Work item: Nothing but the lines from the top of the following entries through the line with "Holes follow the even-odd rule." should be printed, exactly as they are.
- - -
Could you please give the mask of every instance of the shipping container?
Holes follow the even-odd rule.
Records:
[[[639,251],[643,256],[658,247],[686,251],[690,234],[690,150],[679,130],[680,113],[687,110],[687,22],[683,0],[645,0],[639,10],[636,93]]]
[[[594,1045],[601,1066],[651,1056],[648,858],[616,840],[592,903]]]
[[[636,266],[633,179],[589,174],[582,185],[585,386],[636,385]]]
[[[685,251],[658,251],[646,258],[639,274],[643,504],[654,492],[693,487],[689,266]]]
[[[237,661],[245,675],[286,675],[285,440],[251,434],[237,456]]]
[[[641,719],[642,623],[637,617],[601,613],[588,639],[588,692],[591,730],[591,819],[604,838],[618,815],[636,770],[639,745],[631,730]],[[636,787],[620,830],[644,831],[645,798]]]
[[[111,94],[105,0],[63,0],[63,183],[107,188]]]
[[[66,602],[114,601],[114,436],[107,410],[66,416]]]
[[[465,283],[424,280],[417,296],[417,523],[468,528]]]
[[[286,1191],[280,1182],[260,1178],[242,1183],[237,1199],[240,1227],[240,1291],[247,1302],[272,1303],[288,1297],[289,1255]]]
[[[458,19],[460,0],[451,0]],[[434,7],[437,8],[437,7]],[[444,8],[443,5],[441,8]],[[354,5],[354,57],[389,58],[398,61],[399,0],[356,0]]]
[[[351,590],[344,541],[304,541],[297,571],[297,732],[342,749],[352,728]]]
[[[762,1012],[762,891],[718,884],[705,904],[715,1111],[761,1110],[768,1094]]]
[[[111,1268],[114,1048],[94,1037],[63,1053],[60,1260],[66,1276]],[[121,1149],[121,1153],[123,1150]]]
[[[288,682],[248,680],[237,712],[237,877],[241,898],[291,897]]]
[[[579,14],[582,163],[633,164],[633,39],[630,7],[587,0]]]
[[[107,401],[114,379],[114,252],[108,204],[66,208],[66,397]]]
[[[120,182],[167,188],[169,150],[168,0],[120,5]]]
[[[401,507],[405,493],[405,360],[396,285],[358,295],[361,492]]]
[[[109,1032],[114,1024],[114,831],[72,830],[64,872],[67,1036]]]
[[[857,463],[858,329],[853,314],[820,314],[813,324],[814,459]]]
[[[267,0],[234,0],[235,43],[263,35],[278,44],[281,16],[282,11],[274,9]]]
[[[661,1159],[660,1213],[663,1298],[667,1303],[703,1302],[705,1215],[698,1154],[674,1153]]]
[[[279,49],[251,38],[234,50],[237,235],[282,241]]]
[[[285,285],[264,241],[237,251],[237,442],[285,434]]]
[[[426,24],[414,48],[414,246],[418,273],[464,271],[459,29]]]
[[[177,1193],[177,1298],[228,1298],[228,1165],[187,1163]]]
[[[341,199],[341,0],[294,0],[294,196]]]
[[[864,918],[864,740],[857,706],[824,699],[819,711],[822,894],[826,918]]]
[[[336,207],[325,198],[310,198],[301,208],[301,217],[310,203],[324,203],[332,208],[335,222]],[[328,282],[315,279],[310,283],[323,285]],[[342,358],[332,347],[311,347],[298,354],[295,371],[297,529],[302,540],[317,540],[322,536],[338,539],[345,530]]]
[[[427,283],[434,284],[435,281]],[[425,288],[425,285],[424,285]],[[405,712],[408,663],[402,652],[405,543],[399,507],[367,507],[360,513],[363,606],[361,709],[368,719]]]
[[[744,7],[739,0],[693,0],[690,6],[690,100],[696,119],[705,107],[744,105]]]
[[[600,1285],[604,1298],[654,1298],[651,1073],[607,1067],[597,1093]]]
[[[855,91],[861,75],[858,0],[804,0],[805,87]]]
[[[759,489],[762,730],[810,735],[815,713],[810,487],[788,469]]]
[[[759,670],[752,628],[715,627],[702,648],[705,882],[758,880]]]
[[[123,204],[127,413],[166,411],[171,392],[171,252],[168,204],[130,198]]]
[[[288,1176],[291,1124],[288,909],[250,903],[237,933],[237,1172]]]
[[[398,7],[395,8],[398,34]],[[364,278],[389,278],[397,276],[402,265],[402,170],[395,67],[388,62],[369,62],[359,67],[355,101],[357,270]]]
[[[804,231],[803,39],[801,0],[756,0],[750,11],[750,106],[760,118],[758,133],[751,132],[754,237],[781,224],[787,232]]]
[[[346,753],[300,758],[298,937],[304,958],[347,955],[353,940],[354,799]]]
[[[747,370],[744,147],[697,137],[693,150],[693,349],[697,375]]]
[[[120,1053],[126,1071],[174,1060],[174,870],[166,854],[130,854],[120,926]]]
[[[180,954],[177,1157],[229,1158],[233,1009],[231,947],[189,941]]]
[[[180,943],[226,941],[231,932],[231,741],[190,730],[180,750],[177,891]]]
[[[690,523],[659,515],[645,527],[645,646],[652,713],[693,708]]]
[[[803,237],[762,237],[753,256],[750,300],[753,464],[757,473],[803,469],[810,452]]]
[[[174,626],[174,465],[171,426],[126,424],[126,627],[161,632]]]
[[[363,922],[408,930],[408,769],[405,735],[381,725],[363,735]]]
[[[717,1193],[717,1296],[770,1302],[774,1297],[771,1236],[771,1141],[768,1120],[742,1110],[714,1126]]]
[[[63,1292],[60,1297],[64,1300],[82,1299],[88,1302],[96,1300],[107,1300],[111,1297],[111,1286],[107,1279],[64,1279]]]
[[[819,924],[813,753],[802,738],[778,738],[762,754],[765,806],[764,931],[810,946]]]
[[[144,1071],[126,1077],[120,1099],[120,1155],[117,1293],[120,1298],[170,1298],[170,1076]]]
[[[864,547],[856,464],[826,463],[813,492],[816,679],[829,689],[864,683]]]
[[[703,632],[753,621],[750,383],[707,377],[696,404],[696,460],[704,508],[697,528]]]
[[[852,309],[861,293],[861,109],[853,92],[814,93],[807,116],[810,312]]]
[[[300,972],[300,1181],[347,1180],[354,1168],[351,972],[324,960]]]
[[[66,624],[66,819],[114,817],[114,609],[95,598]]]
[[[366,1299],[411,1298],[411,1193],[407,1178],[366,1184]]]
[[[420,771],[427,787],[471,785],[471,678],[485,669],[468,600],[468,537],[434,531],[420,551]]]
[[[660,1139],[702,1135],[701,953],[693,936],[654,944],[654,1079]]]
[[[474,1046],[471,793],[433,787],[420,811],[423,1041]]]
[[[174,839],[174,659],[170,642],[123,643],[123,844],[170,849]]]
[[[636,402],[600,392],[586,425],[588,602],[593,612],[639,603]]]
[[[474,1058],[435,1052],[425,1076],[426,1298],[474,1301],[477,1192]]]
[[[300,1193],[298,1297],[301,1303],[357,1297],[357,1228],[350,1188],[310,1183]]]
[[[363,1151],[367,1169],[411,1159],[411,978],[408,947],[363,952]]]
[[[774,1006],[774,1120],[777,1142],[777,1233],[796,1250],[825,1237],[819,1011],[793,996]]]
- - -
Task response:
Could you please give the mask of every instance of the shipping container?
Holes follow the even-odd rule.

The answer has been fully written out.